EXERCISE DESCRIPTION:
Nothing should differ. Repeat every record as written.
#### DATA FOR THE TASK ####
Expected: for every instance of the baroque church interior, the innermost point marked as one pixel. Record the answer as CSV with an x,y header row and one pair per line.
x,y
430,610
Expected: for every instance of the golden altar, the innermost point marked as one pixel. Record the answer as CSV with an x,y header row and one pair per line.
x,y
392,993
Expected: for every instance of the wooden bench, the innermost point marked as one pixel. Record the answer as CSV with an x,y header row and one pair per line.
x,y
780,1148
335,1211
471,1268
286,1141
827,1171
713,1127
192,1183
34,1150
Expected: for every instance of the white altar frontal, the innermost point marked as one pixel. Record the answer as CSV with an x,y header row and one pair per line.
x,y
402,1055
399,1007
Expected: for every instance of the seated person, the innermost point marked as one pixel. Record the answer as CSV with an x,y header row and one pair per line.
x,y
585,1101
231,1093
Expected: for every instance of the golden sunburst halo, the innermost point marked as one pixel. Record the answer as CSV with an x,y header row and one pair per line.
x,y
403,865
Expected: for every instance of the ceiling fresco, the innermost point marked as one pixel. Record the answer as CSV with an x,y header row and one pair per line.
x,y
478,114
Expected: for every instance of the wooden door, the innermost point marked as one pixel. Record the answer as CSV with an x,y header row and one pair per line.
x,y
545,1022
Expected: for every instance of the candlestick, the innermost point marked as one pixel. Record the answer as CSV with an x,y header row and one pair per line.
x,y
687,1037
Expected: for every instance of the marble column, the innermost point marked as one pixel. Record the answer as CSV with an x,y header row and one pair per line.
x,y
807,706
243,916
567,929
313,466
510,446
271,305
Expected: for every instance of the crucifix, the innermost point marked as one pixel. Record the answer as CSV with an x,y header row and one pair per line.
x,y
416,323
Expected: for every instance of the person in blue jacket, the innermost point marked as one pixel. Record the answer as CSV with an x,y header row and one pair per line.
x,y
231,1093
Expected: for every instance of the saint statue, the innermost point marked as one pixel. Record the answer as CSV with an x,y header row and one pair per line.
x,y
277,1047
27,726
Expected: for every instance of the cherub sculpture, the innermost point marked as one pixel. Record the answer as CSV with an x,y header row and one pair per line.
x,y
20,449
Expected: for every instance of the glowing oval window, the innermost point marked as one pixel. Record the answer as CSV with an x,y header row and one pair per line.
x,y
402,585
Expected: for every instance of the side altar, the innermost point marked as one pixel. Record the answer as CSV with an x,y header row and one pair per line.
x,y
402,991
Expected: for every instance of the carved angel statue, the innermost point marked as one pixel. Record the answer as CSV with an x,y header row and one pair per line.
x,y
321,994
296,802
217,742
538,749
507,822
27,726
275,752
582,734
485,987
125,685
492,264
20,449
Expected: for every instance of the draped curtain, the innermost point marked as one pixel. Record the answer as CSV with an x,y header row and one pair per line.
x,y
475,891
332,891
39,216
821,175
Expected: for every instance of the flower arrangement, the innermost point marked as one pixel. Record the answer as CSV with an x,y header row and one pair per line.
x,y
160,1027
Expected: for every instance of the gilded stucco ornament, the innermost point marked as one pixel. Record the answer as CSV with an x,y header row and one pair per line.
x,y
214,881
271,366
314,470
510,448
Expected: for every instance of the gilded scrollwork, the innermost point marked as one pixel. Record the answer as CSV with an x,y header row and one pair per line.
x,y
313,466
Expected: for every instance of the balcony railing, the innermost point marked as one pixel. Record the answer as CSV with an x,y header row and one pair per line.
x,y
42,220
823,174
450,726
####
RESULT OF THIS TASK:
Expected: for every instance of the baroque church interior, the innermost point marked as one pixel. Record the answer as CSV with an x,y header row and one pair per line.
x,y
430,610
Expected: for every instance of the golden altar, the innermost point marked as one pixel. Record the answer as CSV with an x,y header row and one pair per line.
x,y
392,993
Expected: for every instance of the wooden bench, the innermost point marked as one pixel. Record the answer as CSV with an x,y header row and one pair per line.
x,y
780,1148
335,1211
471,1268
286,1141
827,1171
713,1127
192,1183
34,1150
Expected: for every instance of the white altar frontal, the innermost point marked as one pixel. Record the answer as CSV with an x,y header row and one pair per line.
x,y
402,1055
399,1007
Expected: for every instance of the seated person, the innermost point marked as one pixel. Record the answer as CSV with an x,y header row and one pair per line.
x,y
585,1101
231,1093
Expected: for every instance of the golden sunburst halo, the innermost point marked as one pixel. Record the answer as CSV with an x,y header row and one pair per line.
x,y
403,865
Expected: for every instance of the ceiling fresco, the innermost point marked as one pixel. Record the answer as CSV with an x,y header row and one pair per line.
x,y
478,114
Expected: for every instance of the wooden door, the innermost point marked as one pixel. Record the answer as CSV with an x,y header row and one pair per line.
x,y
545,1022
Expected: for every instance of the candlestick, the innermost point marked as one pixel. Record the answer as CSV with an x,y header row and one pair per line.
x,y
687,1037
Expected: for every instance of the marble column, the innermost point marked as one pixel. Record the answer as CSV with an x,y header row and one pair per line.
x,y
807,706
243,916
567,929
313,466
510,446
271,305
Expected: for every instance of the crucifix, the innermost point marked as one pixel. Record the answer as CSV with an x,y header row and one pair per line.
x,y
416,323
Expected: for every instance of the person in blue jacket, the innermost point marked as one pixel. Record the answer as CSV with an x,y header row and one pair per line.
x,y
231,1093
Expected: for every instance of the saint statue, the innermost point marked as one pixel. Record the answer as CSV with an x,y header row and one pair per line.
x,y
277,1047
27,726
Expected: for every instance of the cherub sculpture, the innermost point marked as one pixel. Record the answer as CSV with an x,y header row and one pair per line.
x,y
20,449
Expected: for every instance of the glowing oval window, the innermost point marked as one pixel. Record the answer as CSV with an x,y header row and one pair per line.
x,y
402,585
Expected: for every instance of the side altar, the innermost point marked as one pixel. Record the answer as CSV with an x,y header row and one pair per line.
x,y
402,991
Expected: for every instance of the carved angel statue, the innermost point marked as one pixel. Record the answer as CSV with an x,y header row and one pair per line.
x,y
321,994
296,802
217,742
538,749
507,822
27,726
275,752
582,734
485,987
125,685
492,264
20,449
Expected: for every instance of the draped curtain, the innermost point marked as one pixel. Record the answer as CSV with an x,y header row and one pair per line.
x,y
475,891
332,891
39,216
821,175
Expected: for every instance of the flower arrangement, the innermost point marked as one pixel. Record the answer as CSV with an x,y header row and one pair per line.
x,y
160,1027
Expected: for every instance of the gilded stucco ornament, the innermost point marked as one pixel. Record the answer as CSV with an x,y header row and one pair per line.
x,y
214,881
271,366
314,470
510,448
Expected: for every instance of the gilded scrollwork, the innermost point marked as one pixel. Record the answer as CSV with an x,y header row and one pair per line.
x,y
313,466
Expected: for every instance of the balcony railing, the innermost point marked as one pixel. Record the answer as CSV with an x,y header row and one pair per line.
x,y
42,220
823,174
450,726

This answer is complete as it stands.